Entries drawn from a collection
[start]
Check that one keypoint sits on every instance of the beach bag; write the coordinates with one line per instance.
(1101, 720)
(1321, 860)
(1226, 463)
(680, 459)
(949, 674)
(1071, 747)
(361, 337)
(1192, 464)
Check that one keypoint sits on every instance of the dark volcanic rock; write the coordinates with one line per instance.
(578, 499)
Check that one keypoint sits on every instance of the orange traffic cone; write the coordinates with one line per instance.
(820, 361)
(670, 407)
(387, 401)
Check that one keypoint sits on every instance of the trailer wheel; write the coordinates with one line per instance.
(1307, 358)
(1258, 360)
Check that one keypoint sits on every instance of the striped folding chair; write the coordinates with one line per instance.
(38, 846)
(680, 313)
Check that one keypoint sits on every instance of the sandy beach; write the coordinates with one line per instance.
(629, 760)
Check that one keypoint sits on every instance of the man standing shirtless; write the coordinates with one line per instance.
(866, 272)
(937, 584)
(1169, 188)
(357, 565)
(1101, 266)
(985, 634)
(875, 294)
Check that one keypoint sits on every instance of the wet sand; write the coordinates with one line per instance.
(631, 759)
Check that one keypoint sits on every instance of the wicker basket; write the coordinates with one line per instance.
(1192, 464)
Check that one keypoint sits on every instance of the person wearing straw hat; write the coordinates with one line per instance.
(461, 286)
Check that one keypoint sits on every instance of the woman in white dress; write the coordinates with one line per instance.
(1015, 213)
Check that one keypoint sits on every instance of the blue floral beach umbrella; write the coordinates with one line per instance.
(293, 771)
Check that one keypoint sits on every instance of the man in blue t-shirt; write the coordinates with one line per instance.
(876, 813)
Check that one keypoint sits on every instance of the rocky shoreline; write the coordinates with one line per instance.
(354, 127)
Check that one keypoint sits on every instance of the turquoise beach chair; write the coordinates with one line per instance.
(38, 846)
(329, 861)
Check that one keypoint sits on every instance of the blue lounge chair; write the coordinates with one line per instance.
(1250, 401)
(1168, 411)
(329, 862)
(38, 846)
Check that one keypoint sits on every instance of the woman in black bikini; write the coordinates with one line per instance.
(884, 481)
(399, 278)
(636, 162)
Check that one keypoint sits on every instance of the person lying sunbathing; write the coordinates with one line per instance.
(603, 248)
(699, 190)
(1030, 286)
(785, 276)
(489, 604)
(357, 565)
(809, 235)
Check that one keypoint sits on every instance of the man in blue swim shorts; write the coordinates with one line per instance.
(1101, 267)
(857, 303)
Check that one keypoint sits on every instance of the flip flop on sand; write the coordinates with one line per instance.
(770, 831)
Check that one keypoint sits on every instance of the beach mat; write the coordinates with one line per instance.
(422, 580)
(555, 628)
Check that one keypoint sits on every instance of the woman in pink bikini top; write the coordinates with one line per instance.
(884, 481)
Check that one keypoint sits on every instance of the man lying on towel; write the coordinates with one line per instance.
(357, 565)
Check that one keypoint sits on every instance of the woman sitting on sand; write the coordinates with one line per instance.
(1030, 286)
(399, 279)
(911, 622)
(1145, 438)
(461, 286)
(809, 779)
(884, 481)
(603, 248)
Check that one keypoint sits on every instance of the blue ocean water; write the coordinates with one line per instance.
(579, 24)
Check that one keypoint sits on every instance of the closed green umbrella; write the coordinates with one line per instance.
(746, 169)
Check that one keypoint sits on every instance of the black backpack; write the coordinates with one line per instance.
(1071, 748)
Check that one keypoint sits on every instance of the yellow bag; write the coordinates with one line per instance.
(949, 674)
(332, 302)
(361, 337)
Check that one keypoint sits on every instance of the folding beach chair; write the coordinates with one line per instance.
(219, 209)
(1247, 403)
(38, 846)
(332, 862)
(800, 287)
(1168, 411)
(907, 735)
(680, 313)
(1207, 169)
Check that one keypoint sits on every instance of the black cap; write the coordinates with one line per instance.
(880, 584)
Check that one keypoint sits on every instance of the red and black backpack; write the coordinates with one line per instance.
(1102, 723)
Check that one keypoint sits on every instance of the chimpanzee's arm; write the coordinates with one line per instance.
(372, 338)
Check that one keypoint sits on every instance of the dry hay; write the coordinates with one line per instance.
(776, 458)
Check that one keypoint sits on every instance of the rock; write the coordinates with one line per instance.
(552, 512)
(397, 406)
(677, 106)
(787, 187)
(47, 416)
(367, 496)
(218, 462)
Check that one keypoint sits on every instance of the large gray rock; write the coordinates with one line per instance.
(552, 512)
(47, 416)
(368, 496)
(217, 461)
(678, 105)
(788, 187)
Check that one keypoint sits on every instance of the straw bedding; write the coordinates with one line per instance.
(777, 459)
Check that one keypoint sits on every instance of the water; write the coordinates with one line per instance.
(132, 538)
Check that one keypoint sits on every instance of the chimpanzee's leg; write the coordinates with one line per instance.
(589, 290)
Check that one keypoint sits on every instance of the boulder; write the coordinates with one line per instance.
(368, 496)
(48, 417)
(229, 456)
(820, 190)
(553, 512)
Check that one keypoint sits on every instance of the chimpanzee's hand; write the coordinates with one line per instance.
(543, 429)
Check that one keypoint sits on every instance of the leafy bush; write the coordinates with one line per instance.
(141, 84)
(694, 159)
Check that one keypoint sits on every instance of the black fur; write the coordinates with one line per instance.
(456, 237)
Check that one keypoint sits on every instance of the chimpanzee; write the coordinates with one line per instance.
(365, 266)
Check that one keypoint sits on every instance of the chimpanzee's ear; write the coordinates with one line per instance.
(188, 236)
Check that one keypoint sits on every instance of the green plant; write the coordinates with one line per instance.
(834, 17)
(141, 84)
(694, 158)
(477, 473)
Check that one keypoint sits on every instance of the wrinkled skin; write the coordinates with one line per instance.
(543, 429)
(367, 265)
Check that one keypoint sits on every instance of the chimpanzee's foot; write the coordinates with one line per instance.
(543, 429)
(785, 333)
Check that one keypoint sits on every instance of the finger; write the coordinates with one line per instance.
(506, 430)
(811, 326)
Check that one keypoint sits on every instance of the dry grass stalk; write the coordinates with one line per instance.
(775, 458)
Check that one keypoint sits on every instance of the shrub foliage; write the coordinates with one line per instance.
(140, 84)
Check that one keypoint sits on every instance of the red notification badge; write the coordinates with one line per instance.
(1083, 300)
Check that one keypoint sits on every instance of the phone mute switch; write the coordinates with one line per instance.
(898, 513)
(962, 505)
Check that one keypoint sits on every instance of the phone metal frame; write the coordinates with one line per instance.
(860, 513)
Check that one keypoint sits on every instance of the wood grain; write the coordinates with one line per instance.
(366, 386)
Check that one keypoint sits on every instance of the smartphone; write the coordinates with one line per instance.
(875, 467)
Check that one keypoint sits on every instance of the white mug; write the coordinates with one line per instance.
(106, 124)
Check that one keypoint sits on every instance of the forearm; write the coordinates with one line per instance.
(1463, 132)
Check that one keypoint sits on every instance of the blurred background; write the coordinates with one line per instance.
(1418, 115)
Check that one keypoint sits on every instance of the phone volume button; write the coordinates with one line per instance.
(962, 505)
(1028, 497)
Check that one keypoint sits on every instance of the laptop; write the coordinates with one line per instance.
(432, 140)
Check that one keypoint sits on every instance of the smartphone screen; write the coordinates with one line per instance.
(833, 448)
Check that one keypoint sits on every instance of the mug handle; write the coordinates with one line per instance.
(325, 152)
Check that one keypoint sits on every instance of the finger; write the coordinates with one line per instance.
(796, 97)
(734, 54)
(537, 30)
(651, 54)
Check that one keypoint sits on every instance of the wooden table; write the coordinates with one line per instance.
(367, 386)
[end]
### Problem details
Quote each of the records above word for word, omitting none.

### Answer for the task
Check that one keypoint sits on every instance of the beach bag; write the coordinates with one line per instance.
(1101, 720)
(1321, 860)
(1226, 463)
(680, 459)
(949, 674)
(1071, 747)
(361, 337)
(1192, 464)
Check that one keypoint sits on every instance of the dark volcanic rock; write the coordinates with one line per instance.
(578, 499)
Check that one keypoint sits on every instance of the orange traffic cone; write the coordinates with one line per instance.
(820, 361)
(670, 407)
(387, 401)
Check that one keypoint sits on every instance of the trailer wheel; write the coordinates with one line per instance.
(1307, 358)
(1258, 360)
Check that one keypoint sits on every instance of the striped folding chair; write the coordinates with one line per instance.
(38, 846)
(680, 313)
Check that one keypoint sits on every instance of the sandy beach; write the coordinates with one line per instance.
(629, 760)
Check that one keypoint sits on every instance of the man standing shirtless; write the coordinates with one line per instance.
(866, 272)
(937, 584)
(1169, 188)
(357, 565)
(1101, 266)
(985, 634)
(875, 294)
Check that one keypoint sits on every instance of the wet sand; write the coordinates with one line per instance.
(631, 759)
Check that one keypoint sits on every instance of the wicker basket; write the coordinates with one line per instance.
(1192, 464)
Check that one keypoint sits on every instance of the person wearing straw hat; write the coordinates with one line per instance.
(461, 286)
Check that one keypoint sits on every instance of the woman in white dress; write the coordinates with one line per instance.
(1015, 213)
Check that one keypoint sits on every instance of the blue floral beach umbrella; write the coordinates with one line per instance.
(293, 771)
Check that one keypoint sits on every instance of the man in blue t-shirt; write the coordinates with one line per instance.
(876, 813)
Check that one keypoint sits on every instance of the rocky shoreline; write the coordinates with one line per instance.
(354, 127)
Check that one keypoint sits on every instance of the turquoise beach chair; write the coordinates with one line per instance.
(38, 846)
(329, 861)
Check that one keypoint sits on every instance of the blue lounge chair; write the coordinates with one line per instance.
(1250, 401)
(1168, 411)
(329, 862)
(38, 846)
Check that one keypoint sits on every instance of the woman in black bikini; write the coordinates with one line per instance.
(884, 481)
(399, 278)
(636, 162)
Check that one keypoint sits on every instance of the person lying sunbathing; write the coordinates with one line per instance.
(603, 248)
(699, 190)
(1030, 286)
(785, 276)
(489, 604)
(357, 565)
(809, 235)
Check that one keypoint sits on every instance of the man in blue swim shorts; write the coordinates with one line per instance.
(1101, 267)
(857, 303)
Check that one keypoint sits on every instance of the flip flop on sand; write the coordinates with one line per instance.
(770, 831)
Check that one keypoint sits on every instance of the beach mat; write the coordinates with one line per instance.
(422, 580)
(555, 628)
Check that one keypoint sits on every instance of the woman in pink bikini top; write the coordinates with one line per instance.
(884, 481)
Check that one keypoint sits on every instance of the man lying on towel; write the coordinates with one line per instance.
(357, 565)
Check that one keypoint sits on every instance of the woman sitting on sand; write the coordinates with one line per instance.
(1030, 286)
(399, 279)
(911, 622)
(1145, 438)
(461, 286)
(809, 779)
(884, 481)
(603, 248)
Check that one keypoint sits on every instance of the blue ocean water; write the coordinates with one line per instance.
(579, 24)
Check that one keypoint sits on every instance of the closed green umbrella; write the coordinates with one line per instance.
(746, 169)
Check that one keypoint sits on every instance of the black backpack; write the coordinates with one line per instance.
(1071, 748)
Check that one keypoint sits on every instance of the yellow bag; write the coordinates with one line per instance.
(949, 674)
(332, 302)
(361, 337)
Check that one keypoint sits on every instance of the folding beach chair; write the coordinates with one line per instance.
(219, 209)
(1247, 403)
(38, 846)
(332, 862)
(800, 287)
(1168, 411)
(907, 735)
(680, 313)
(1207, 169)
Check that one keypoint sits on every instance of the black cap; write the coordinates with one line per instance.
(880, 584)
Check that one keypoint sits on every instance of the red and black backpack; write the coordinates with one line per instance.
(1102, 723)
Check that one keypoint sits on every instance of the chimpanzee's arm; write the coordinates with one line per instance.
(372, 338)
Check that one keypoint sits on every instance of the dry hay; write the coordinates with one line per instance.
(776, 458)
Check that one keypoint sits on every instance of the rock; write the coordinates with one line per instance.
(552, 512)
(397, 406)
(677, 106)
(787, 187)
(47, 416)
(367, 496)
(218, 462)
Check that one keypoint sits on every instance of the large gray rock; write the coordinates with one line per instance.
(552, 512)
(47, 416)
(368, 496)
(217, 461)
(678, 105)
(788, 187)
Check that one keypoint sits on every instance of the straw bedding; write the coordinates with one line per instance.
(777, 459)
Check that one keypoint sits on every instance of the water; write the coordinates with one line per instance.
(132, 538)
Check that one keypoint sits on every instance of the chimpanzee's leg; write the coordinates with one line per instance.
(589, 290)
Check that one keypoint sits on every instance of the boulder; write the coordinates with one line per instance.
(368, 496)
(48, 417)
(229, 456)
(820, 190)
(553, 512)
Check that one keypoint sits on every instance of the chimpanzee's hand; write the coordinates with one line per instance.
(543, 429)
Check that one keypoint sits on every instance of the leafy bush; write the coordinates with one line per instance.
(141, 84)
(694, 159)
Check that one keypoint sits on every instance of the black fur; write the coordinates with one line per instance.
(456, 237)
Check that one keypoint sits on every instance of the chimpanzee; write the coordinates with one line per instance.
(365, 266)
Check that one keypoint sits on every instance of the chimpanzee's ear; write the coordinates with one line per instance.
(188, 236)
Check that one keypoint sits on every instance of the green plant; write the coordinates with one line per instance.
(834, 17)
(141, 84)
(694, 158)
(477, 473)
Check that one keypoint sits on every instance of the wrinkled skin; write the coordinates with one line per instance.
(543, 429)
(367, 265)
Check that one keypoint sits on every instance of the chimpanzee's foot; write the coordinates with one line per instance.
(543, 429)
(785, 333)
Check that one keypoint sits on every instance of the finger; write the coordinates with one line per instance.
(506, 430)
(811, 326)
Check that one keypoint sits on every instance of the dry grass stalk; write the coordinates with one line per instance.
(775, 458)
Check that one keypoint sits on every instance of the shrub foliage; write the coordinates with one line per instance.
(140, 84)
Check that one keypoint sits on every instance of the red notification badge; write the coordinates with one line per instance.
(1083, 300)
Check that one keypoint sits on every instance of the phone mute switch; write the coordinates with one line per instance.
(898, 513)
(962, 505)
Check that one keypoint sits on every instance of the phone metal frame; write the coordinates with one line per instance.
(860, 513)
Check that one keypoint sits on every instance of the wood grain; write the coordinates with one line per instance.
(366, 386)
Check that one keypoint sits on every instance of the smartphone; write the coordinates with one line per instance.
(875, 467)
Check that one keypoint sits on every instance of the white mug; write the coordinates with one line per instance.
(106, 124)
Check that one keypoint sits on every instance of the forearm; write the coordinates with one line per instance.
(1463, 132)
Check that one keypoint sits on every instance of the blurred background; write the coordinates with one line per instance.
(1418, 115)
Check that one keypoint sits on every instance of the phone volume button; write the coordinates with one line per instance.
(962, 505)
(1028, 497)
Check that one keypoint sits on every instance of the laptop; write the coordinates with one line per instance.
(432, 140)
Check that one keypoint sits on every instance of the smartphone screen; write the coordinates with one line per instance.
(833, 448)
Check that one keypoint sits on every instance of the mug handle; write the coordinates with one line per instance.
(325, 152)
Check that one keypoint sits on every instance of the finger; write the coordinates with one line per instance.
(796, 97)
(734, 54)
(537, 30)
(651, 54)
Check that one keypoint sits on every instance of the wooden table; write the coordinates with one line per instance.
(367, 386)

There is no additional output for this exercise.